_GIVEN TASK 1_.
In the passage on Easter below, condense the paragraph that begins "(a) There are those who contend" into a short bulleted list that keeps its main facts.

_EXCERPTED TEXT_.

===============

Of course there is absolutely nothing in the text that would cause us to make the reference prophetic of what was yet in the future.  Furthermore, why was what was yet in the future cause the ruler to postpone action in the here and now?  Indeed, as a Christian holiday, why should he be concerned one way or another?  

            In spite of these arguments not working out well, Kenney does provide useful refutation for another line of reasoning that has been invoked—the alleged pagan tie-in that has been used to justify the use of Easter:

(a)  There are those who contend that “Easter” refers to a pagan holiday observed by the king honoring Ishtar/Eastre.  Kinney notes, however, that the terms “Eastre” and “Easter” actually do not share a common meaning and that their only commonality is that they come from the word “East” and that is where the sun rises.  This is tied in with the resurrection/rising of Jesus spoken of in Malachi 4:2, which describes Him as the “sun of righteousness.”  Hence the appropriateness of “Easter” as a description of the eventual memorial of the resurrected one and the loss of any possible pagan connotation.

===============

_RECORDS SHOWN_.

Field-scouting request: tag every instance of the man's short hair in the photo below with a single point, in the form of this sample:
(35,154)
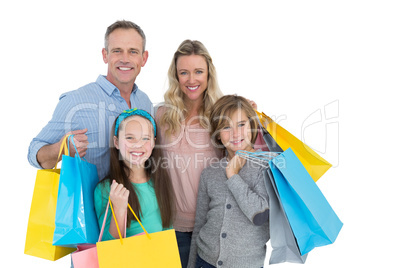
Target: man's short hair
(124,24)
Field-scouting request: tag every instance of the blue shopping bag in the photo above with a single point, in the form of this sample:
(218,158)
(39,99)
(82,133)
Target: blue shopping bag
(75,220)
(313,221)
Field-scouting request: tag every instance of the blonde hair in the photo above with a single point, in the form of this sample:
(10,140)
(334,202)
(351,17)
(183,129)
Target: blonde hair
(223,109)
(176,111)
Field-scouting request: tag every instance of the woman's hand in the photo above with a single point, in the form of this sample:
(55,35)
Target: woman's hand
(234,166)
(253,104)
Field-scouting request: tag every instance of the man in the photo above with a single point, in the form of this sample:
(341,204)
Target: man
(89,111)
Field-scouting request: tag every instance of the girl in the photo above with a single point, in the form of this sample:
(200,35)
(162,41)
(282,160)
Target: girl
(134,178)
(231,224)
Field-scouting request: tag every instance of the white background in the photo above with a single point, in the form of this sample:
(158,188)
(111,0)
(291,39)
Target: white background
(296,59)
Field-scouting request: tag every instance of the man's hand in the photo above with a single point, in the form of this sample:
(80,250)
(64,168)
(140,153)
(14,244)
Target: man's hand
(47,156)
(80,141)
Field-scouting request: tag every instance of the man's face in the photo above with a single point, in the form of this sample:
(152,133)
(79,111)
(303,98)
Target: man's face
(124,57)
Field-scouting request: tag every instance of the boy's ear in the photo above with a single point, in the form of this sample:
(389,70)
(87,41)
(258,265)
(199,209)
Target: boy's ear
(116,142)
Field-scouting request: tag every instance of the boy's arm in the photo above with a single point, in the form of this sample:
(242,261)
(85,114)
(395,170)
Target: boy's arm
(253,201)
(200,218)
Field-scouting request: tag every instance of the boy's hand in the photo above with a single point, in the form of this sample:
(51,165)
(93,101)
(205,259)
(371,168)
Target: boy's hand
(234,166)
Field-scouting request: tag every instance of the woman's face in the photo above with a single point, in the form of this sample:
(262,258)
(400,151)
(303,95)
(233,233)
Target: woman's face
(192,72)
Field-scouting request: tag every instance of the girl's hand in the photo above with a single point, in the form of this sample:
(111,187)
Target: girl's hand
(234,166)
(119,197)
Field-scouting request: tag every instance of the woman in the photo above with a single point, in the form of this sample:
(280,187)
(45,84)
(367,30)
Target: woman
(185,143)
(183,119)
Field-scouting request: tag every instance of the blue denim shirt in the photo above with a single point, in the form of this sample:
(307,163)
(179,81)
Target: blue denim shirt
(94,106)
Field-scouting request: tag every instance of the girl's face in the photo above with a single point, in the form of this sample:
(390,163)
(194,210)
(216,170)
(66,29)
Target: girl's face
(236,133)
(136,140)
(192,72)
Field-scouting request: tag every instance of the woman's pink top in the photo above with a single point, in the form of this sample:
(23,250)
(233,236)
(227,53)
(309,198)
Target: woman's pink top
(188,153)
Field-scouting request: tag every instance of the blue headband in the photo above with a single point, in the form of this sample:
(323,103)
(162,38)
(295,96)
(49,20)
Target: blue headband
(131,112)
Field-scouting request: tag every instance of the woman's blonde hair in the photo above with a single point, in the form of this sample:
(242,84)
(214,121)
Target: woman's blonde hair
(176,111)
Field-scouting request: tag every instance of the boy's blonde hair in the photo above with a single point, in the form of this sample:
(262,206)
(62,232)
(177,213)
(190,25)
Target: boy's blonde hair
(223,109)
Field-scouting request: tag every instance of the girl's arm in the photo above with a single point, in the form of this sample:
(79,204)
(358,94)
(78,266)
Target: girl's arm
(200,219)
(119,197)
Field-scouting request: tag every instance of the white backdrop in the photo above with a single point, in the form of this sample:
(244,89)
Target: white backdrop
(329,71)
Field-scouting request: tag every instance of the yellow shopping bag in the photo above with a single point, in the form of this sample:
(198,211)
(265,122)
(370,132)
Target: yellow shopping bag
(41,222)
(149,250)
(314,163)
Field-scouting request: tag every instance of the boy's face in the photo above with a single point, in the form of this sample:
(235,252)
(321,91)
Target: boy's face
(236,133)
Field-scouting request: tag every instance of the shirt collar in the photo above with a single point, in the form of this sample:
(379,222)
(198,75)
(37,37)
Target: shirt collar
(108,87)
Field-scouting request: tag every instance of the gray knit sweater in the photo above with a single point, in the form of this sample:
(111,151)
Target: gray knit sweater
(231,223)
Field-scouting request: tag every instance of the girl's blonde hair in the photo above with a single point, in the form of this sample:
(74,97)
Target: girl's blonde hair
(176,111)
(155,167)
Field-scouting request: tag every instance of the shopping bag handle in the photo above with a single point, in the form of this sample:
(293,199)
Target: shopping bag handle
(262,115)
(63,147)
(117,225)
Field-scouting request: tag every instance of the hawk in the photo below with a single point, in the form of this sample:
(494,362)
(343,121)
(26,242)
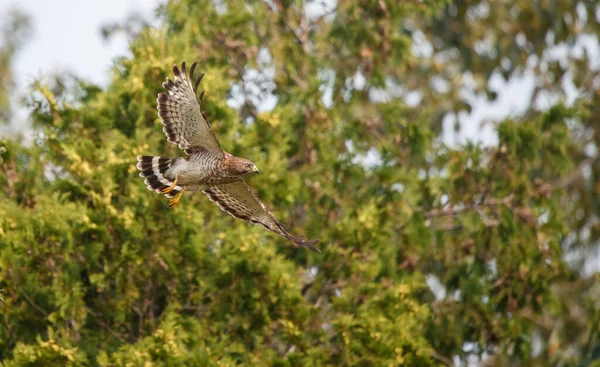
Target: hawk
(207,167)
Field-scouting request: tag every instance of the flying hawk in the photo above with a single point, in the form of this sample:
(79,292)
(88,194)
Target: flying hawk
(207,166)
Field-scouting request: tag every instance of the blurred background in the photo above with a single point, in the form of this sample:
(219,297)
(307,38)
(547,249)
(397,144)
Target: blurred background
(445,152)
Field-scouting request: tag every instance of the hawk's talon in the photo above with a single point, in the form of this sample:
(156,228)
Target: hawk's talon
(174,201)
(170,188)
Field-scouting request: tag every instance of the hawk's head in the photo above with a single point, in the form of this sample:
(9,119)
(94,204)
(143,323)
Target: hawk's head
(240,166)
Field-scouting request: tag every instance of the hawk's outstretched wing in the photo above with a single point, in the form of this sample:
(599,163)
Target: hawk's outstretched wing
(184,123)
(238,200)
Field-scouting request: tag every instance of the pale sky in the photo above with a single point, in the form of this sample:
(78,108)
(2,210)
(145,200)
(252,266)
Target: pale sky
(66,37)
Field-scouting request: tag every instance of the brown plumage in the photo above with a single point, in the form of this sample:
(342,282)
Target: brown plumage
(207,166)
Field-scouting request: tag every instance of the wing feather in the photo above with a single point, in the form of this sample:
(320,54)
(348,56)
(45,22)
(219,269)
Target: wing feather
(179,110)
(240,201)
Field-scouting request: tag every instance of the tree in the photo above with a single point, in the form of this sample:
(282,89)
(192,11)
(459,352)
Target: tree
(12,36)
(98,272)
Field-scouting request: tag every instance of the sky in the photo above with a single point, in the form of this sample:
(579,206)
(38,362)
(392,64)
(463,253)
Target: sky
(66,37)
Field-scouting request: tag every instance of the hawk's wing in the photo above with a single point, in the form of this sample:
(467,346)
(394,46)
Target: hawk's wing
(184,123)
(238,200)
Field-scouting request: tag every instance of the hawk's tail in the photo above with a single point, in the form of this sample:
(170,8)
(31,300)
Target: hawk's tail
(153,169)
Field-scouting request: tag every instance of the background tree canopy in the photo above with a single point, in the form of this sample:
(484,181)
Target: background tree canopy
(432,253)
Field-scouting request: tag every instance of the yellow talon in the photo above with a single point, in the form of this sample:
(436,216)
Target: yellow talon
(170,188)
(174,201)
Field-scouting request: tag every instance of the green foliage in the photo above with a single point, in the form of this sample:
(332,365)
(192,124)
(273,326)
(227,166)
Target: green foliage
(98,272)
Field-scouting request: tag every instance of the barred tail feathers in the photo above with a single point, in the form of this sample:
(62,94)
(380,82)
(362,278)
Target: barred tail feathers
(153,170)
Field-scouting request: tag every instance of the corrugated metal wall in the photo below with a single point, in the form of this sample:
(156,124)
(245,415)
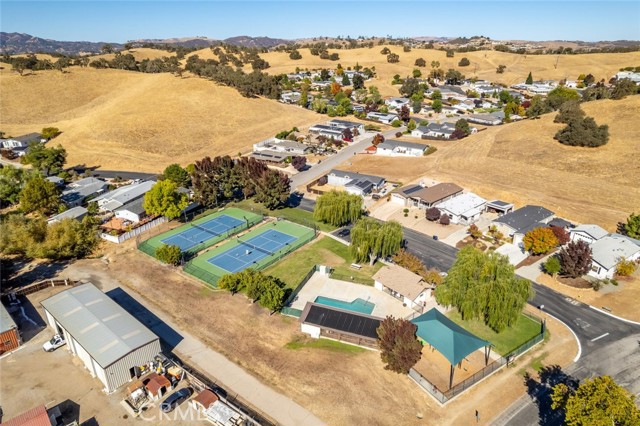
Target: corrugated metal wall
(9,340)
(119,373)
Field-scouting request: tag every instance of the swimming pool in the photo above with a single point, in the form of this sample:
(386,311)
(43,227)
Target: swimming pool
(357,305)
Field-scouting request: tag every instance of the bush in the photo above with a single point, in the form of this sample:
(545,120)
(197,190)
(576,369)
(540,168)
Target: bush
(432,214)
(169,254)
(624,268)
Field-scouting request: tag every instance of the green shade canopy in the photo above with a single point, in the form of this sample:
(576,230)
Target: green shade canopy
(451,340)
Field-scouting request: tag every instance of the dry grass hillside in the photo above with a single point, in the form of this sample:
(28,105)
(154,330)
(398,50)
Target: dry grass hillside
(483,64)
(522,163)
(123,120)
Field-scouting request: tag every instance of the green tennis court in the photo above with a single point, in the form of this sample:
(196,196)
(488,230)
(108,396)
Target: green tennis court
(204,232)
(256,249)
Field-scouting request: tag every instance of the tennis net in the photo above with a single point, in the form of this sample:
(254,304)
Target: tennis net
(256,248)
(205,229)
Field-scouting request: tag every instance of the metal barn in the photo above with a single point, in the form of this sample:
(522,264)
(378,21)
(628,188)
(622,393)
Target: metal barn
(110,342)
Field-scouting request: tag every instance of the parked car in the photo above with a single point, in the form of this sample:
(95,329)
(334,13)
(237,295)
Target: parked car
(175,399)
(53,344)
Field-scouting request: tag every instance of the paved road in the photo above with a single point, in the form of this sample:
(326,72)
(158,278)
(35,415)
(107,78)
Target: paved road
(333,161)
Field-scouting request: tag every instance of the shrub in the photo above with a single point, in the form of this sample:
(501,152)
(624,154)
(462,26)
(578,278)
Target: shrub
(624,268)
(432,214)
(169,254)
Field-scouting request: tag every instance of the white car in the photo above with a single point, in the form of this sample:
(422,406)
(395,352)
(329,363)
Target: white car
(53,344)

===============

_GIVEN TASK 2_.
Write out, line for line and unchanged, the part of the records that starts with the line containing "Field-scouting request: tag every instance of the shrub" and runs through the end of the records.

_FULL ANSWER 1_.
- Some contend that "Easter" refers to a pagan holiday observed by the king honoring Ishtar/Eastre.
- Kinney notes that "Eastre" and "Easter" do not share a common meaning. Their only commonality is that both come from the word "East," where the sun rises.
- This ties in with the resurrection/rising of Jesus spoken of in Malachi 4:2, which describes Him as the "sun of righteousness."
- Hence "Easter" is an appropriate description of the eventual memorial of the resurrected one, and any possible pagan connotation is lost.

_FULL ANSWER 2_.
Field-scouting request: tag every instance of the shrub in the photo above with a single point, in the form of this sample:
(501,152)
(624,154)
(462,26)
(578,278)
Target: shrub
(624,268)
(432,214)
(169,254)
Field-scouting request: tag every instance of the white car in the photo above with a single point, in the form of this sample:
(422,406)
(395,352)
(329,363)
Target: white car
(53,344)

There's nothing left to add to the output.